**What the exercise asks**
Print every line of the listing below word for word, but leave the pictures out.

(Point labeling samples)

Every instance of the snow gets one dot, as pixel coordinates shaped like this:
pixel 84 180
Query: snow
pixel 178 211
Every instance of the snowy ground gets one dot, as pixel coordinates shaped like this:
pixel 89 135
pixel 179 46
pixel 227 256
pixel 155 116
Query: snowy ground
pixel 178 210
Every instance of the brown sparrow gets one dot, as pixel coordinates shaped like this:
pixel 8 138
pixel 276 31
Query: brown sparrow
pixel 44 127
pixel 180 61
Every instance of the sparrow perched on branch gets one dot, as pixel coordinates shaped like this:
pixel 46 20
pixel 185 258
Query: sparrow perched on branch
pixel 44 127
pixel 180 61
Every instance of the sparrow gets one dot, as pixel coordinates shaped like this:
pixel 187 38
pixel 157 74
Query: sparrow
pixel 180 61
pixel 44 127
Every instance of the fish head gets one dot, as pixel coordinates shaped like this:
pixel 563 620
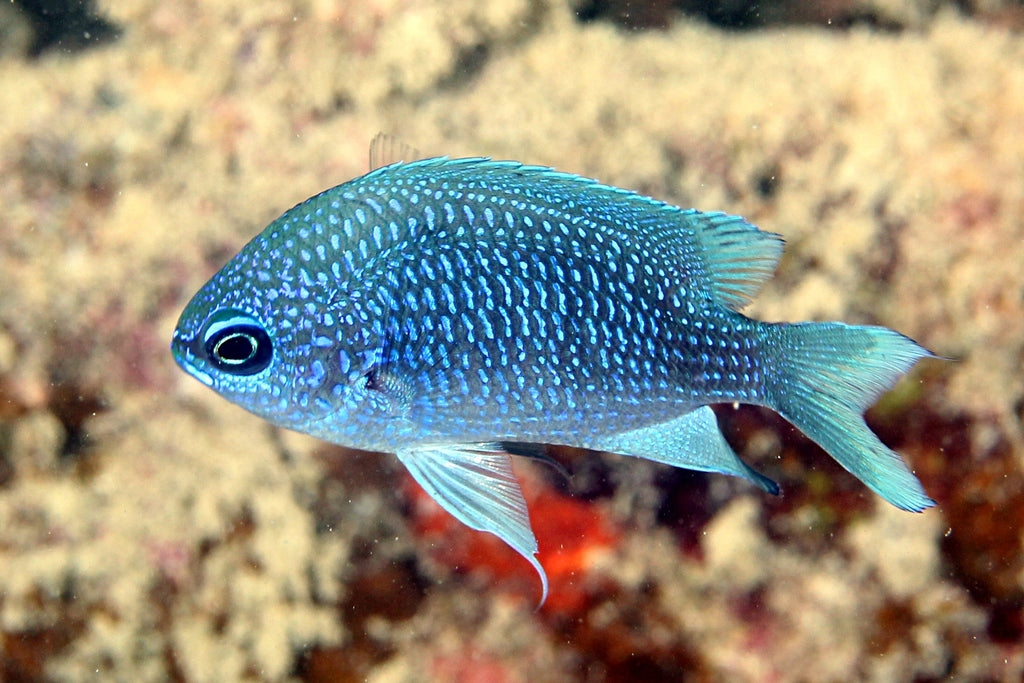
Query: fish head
pixel 254 334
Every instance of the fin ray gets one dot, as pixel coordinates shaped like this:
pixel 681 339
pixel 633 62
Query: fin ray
pixel 477 486
pixel 386 150
pixel 691 441
pixel 828 373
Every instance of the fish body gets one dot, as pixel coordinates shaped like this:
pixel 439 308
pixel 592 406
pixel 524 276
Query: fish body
pixel 455 311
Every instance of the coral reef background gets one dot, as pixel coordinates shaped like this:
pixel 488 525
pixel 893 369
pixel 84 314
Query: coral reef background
pixel 148 530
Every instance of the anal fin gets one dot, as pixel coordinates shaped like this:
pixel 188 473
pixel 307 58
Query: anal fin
pixel 477 486
pixel 692 441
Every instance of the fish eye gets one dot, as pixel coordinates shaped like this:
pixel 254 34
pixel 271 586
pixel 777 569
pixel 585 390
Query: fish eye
pixel 237 343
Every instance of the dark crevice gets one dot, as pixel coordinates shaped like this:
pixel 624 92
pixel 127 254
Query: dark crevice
pixel 67 26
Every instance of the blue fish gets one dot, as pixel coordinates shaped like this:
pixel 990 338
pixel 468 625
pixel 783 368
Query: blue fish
pixel 457 311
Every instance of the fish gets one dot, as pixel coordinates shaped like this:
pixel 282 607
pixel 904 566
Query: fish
pixel 460 311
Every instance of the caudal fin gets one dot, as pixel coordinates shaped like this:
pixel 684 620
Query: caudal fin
pixel 826 376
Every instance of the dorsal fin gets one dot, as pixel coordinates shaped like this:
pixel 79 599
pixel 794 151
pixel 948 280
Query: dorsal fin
pixel 739 257
pixel 386 150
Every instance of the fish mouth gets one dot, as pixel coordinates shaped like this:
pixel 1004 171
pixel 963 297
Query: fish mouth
pixel 181 350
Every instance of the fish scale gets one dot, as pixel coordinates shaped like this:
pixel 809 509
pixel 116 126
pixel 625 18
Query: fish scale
pixel 456 311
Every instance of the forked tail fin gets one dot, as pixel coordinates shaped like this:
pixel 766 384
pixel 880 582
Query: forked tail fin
pixel 826 375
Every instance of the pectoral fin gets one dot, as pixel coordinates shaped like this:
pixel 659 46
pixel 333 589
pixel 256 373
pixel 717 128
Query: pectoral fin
pixel 692 441
pixel 478 487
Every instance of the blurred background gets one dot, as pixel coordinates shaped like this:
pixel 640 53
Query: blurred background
pixel 152 531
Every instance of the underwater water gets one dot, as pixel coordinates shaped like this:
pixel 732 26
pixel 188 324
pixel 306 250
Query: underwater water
pixel 152 530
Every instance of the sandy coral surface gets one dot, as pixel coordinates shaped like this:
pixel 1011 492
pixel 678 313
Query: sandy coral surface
pixel 150 530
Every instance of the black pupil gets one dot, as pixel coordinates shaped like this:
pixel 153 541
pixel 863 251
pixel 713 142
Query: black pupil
pixel 240 349
pixel 236 348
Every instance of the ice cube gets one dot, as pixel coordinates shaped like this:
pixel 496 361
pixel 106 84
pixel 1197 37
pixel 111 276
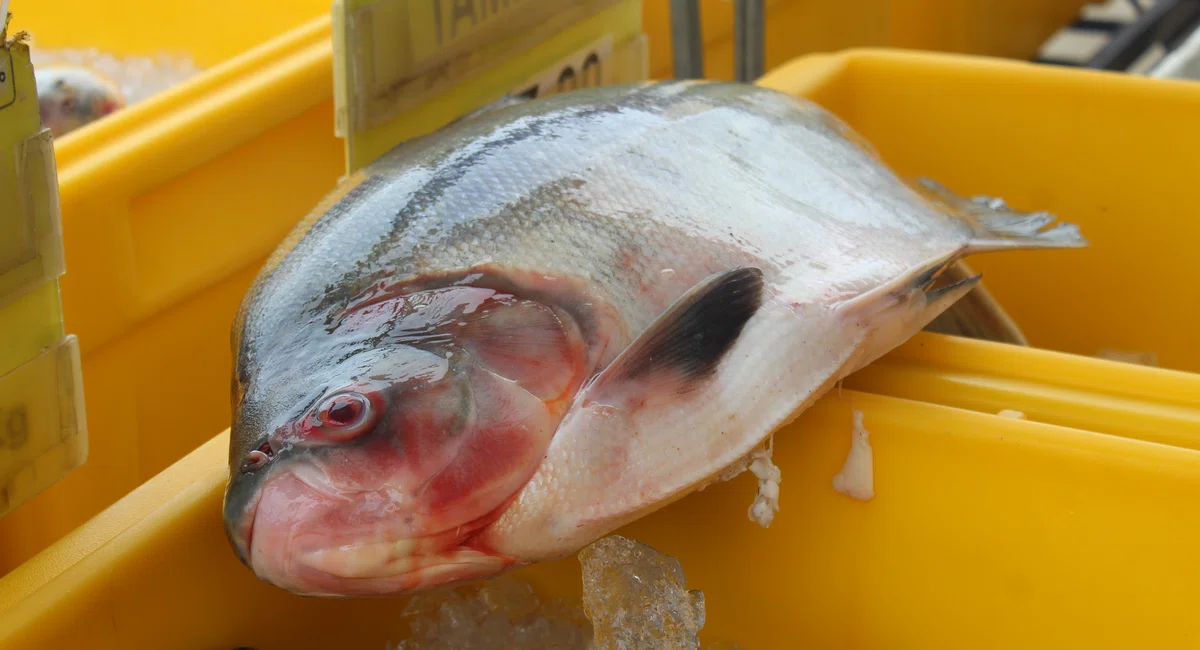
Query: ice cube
pixel 637 599
pixel 498 614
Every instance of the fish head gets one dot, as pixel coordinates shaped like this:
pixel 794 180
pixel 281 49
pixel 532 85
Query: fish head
pixel 397 445
pixel 70 97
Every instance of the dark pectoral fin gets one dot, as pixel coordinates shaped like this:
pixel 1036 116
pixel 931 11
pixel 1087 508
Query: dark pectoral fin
pixel 688 341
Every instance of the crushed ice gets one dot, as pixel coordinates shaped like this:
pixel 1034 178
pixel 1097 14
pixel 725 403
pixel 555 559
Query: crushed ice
pixel 634 597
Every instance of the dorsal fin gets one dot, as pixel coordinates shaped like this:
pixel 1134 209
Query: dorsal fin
pixel 687 342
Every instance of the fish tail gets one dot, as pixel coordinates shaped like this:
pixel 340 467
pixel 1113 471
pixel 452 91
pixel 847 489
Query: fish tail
pixel 997 227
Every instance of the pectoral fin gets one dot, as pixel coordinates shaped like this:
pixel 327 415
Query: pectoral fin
pixel 685 344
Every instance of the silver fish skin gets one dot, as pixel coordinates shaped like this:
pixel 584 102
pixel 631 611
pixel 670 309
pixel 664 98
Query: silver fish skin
pixel 511 336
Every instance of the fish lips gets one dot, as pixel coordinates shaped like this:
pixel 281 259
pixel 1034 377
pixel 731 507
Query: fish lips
pixel 241 497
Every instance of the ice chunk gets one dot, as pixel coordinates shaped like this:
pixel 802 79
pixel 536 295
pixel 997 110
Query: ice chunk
pixel 1129 356
pixel 499 614
pixel 857 476
pixel 637 599
pixel 766 503
pixel 139 77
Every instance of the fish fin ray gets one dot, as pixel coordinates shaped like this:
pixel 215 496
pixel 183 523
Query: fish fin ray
pixel 997 227
pixel 977 314
pixel 689 339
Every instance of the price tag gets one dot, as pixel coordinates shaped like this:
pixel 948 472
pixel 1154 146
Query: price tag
pixel 7 91
pixel 586 67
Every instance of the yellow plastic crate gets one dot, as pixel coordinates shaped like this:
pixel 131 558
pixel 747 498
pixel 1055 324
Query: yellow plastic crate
pixel 171 205
pixel 1072 529
pixel 1006 28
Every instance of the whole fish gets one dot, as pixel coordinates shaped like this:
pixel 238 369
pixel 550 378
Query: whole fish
pixel 511 336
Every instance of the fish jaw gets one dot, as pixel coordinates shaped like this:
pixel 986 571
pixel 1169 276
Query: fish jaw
pixel 400 512
pixel 303 540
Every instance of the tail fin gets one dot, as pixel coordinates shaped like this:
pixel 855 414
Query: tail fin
pixel 999 227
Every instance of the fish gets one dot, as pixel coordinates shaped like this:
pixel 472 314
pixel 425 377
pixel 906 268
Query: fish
pixel 507 338
pixel 70 97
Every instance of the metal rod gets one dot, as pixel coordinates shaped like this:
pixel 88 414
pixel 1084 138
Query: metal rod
pixel 1163 22
pixel 749 28
pixel 687 43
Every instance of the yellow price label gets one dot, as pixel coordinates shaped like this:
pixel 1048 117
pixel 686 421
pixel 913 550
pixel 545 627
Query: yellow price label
pixel 586 67
pixel 7 90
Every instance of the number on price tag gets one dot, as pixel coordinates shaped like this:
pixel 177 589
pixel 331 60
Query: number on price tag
pixel 586 67
pixel 7 92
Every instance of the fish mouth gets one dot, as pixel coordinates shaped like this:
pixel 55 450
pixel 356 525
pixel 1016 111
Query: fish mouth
pixel 299 537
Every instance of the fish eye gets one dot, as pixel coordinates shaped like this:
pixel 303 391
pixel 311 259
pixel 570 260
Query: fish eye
pixel 343 410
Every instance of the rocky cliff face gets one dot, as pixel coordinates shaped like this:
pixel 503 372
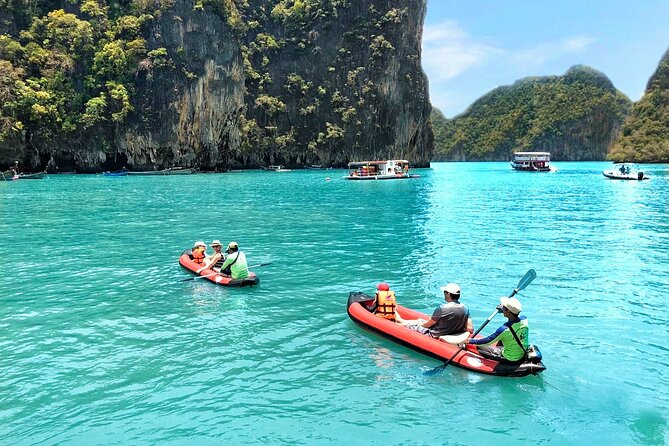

**Exercise answer**
Every instance of the snow gets one dot, as pixel coordinates shaped like this:
pixel 84 180
Query: snow
pixel 178 211
Every instance of the snowy ground gets one dot, as pixel coordinates shaped like this:
pixel 89 135
pixel 179 46
pixel 227 256
pixel 155 116
Query: snowy ground
pixel 178 210
Every instance of the brown sparrow gets one dot, as pixel coordinates shaped like this:
pixel 8 138
pixel 276 31
Query: brown sparrow
pixel 44 127
pixel 180 61
Every instance of the sparrow perched on branch gets one dot, as pixel coordinates shaped like this:
pixel 46 20
pixel 185 258
Query: sparrow perched on branch
pixel 44 127
pixel 180 61
Every instance of the sparrow gets one dot, as pixel coordinates shaped like this:
pixel 187 38
pixel 157 74
Query: sparrow
pixel 180 61
pixel 44 127
Every instance of the fish head gets one dot, as pixel coordinates shaped like this:
pixel 563 620
Query: fish head
pixel 254 334
Every instance of the fin ray gets one dot, as pixel coordinates shaped like this:
pixel 681 339
pixel 633 62
Query: fin ray
pixel 477 486
pixel 386 150
pixel 691 441
pixel 828 373
Every instance of the fish body gets one dot, as pixel coordinates shaped like this:
pixel 439 308
pixel 592 406
pixel 524 276
Query: fish body
pixel 455 311
Every instance of the coral reef background gets one dot, as pixel coordinates shaped like this:
pixel 488 525
pixel 893 369
pixel 84 314
Query: coral reef background
pixel 148 530
Every instance of the anal fin gets one dot, as pixel coordinates shaped like this:
pixel 188 473
pixel 307 58
Query: anal fin
pixel 477 486
pixel 692 441
Every instance of the fish eye gets one dot, as pixel coordinates shaped like this:
pixel 254 34
pixel 271 586
pixel 777 569
pixel 585 390
Query: fish eye
pixel 237 343
Every instance of the dark crevice gets one dot, as pixel coordinates shaped like this:
pixel 624 92
pixel 127 254
Query: dark crevice
pixel 67 26
Every instance of the blue fish gets one dot, as pixel coordinates shaped like this:
pixel 990 338
pixel 468 625
pixel 783 368
Query: blue fish
pixel 457 311
Every instance of the fish gets one dot, as pixel coordinates shaped like this:
pixel 282 607
pixel 904 566
Query: fish
pixel 460 311
Every instance of the caudal fin gets one dot, as pixel coordinates shaped like this:
pixel 684 620
Query: caudal fin
pixel 826 376
Every instance of the dorsal fin gets one dot, as pixel coordinates shaped like this:
pixel 79 599
pixel 794 151
pixel 948 280
Query: dorsal fin
pixel 739 257
pixel 386 150
Every instance of the fish mouth gets one dot, as pixel coordinates shaped like this:
pixel 1004 171
pixel 963 297
Query: fish mouth
pixel 181 350
Every instance of the fish scale gets one dot, as pixel coordinates shaped like this:
pixel 809 509
pixel 116 126
pixel 625 18
Query: fish scale
pixel 456 311
Every instance of the forked tail fin gets one dot, as pixel coordinates shaped like this:
pixel 766 384
pixel 880 582
Query: forked tail fin
pixel 826 375
Every instance of the pectoral fin gets one dot, as pixel coordinates shaped like this:
pixel 659 46
pixel 333 589
pixel 256 373
pixel 717 128
Query: pectoral fin
pixel 692 441
pixel 478 487
Every instance of the blurred background gets one dot, as pixel coordinates shaped like this:
pixel 640 53
Query: blurred background
pixel 152 531
Every instance of the underwater water gets one dot, as pixel coordinates shaped like this:
pixel 732 26
pixel 188 324
pixel 306 250
Query: underwater water
pixel 152 530
Every instance of the sandy coral surface gets one dot, as pixel coordinates shaped like this:
pixel 1011 492
pixel 678 313
Query: sandy coral surface
pixel 150 530
Every instance of the black pupil gets one dot, as pixel coordinates shaped like this:
pixel 153 541
pixel 863 251
pixel 713 142
Query: black pupil
pixel 240 349
pixel 236 348
Every instance of the ice cube gets one dot, as pixel coordinates shaped like this:
pixel 496 361
pixel 106 84
pixel 1197 37
pixel 111 276
Query: ice cube
pixel 637 599
pixel 498 614
Every instance of the fish head gets one dot, as pixel coordinates shaped like this:
pixel 794 180
pixel 281 49
pixel 532 85
Query: fish head
pixel 397 445
pixel 70 97
Every instance of the dark pectoral fin gets one dot, as pixel coordinates shaped like this:
pixel 1036 116
pixel 931 11
pixel 1087 508
Query: dark pectoral fin
pixel 688 341
Every instance of the crushed ice gets one dot, as pixel coordinates shaped like this:
pixel 1034 178
pixel 1097 14
pixel 725 403
pixel 555 559
Query: crushed ice
pixel 634 597
Every instance of the dorsal fin gets one dot, as pixel coordinates shaped like this:
pixel 1134 209
Query: dorsal fin
pixel 687 342
Every instance of the fish tail gets one dot, as pixel coordinates shaped like this:
pixel 340 467
pixel 1113 471
pixel 452 91
pixel 847 489
Query: fish tail
pixel 997 227
Every instance of the pectoral fin gets one dot, as pixel coordinates shaped like this:
pixel 327 415
Query: pectoral fin
pixel 685 344
Every instance of the silver fish skin gets one dot, as pixel coordinates shaped like this:
pixel 584 102
pixel 631 611
pixel 670 309
pixel 664 98
Query: silver fish skin
pixel 511 336
Every instance of the fish lips gets one dot, as pixel coordinates shaped like this:
pixel 281 259
pixel 1034 377
pixel 731 507
Query: fish lips
pixel 241 497
Every instance of the ice chunk gets one dot, as pixel coordinates shaped like this:
pixel 802 79
pixel 536 295
pixel 997 110
Query: ice chunk
pixel 1129 356
pixel 499 614
pixel 857 476
pixel 637 599
pixel 766 503
pixel 139 77
Every instance of the fish fin ray gets one dot, as pixel coordinates shaped like this:
pixel 215 496
pixel 183 523
Query: fish fin ray
pixel 997 227
pixel 977 314
pixel 689 339
Every instance of the price tag gets one dot, as pixel coordinates shaped like this:
pixel 948 472
pixel 1154 146
Query: price tag
pixel 7 91
pixel 586 67
Every instance of the yellow plastic crate gets one dot, as pixel coordinates shaped like this:
pixel 131 558
pixel 747 498
pixel 1055 324
Query: yellow plastic crate
pixel 171 205
pixel 1072 529
pixel 1006 28
Every instance of the whole fish gets one dot, as pixel coordinates shaped like this:
pixel 238 369
pixel 550 378
Query: whole fish
pixel 511 336
Every instance of the fish jaw gets one dot, as pixel coordinates shaped like this:
pixel 986 571
pixel 1169 276
Query: fish jaw
pixel 400 512
pixel 303 540
Every instance of the tail fin gets one dot, as pixel coordinates shaped like this:
pixel 855 414
Query: tail fin
pixel 999 227
Every instance of the fish gets one dot, as pixel coordinates shaped like this:
pixel 472 314
pixel 425 377
pixel 906 268
Query: fish
pixel 507 338
pixel 70 97
Every instance of the metal rod gets one dot, as pixel coordinates shaped like this:
pixel 88 414
pixel 1084 138
Query: metal rod
pixel 1163 22
pixel 749 28
pixel 687 43
Every instance of the yellow price label gets one dot, as pixel coordinates shaped like this:
pixel 1048 117
pixel 686 421
pixel 913 550
pixel 545 627
Query: yellow price label
pixel 586 67
pixel 7 90
Every instance of the number on price tag gets one dot, as pixel coordinates shaped like this:
pixel 177 589
pixel 331 60
Query: number on price tag
pixel 586 67
pixel 7 92
Every instance of the fish mouth gets one dot, as pixel coordinates shaped like this:
pixel 55 450
pixel 356 525
pixel 1016 111
Query: fish mouth
pixel 299 537
Every instance of the fish eye gets one dot, as pixel coordinates shaped like this:
pixel 303 391
pixel 311 259
pixel 570 260
Query: fish eye
pixel 343 410
Every instance of the rocky cliff face gets one dot, as pixel coordinates shaped like this:
pixel 503 372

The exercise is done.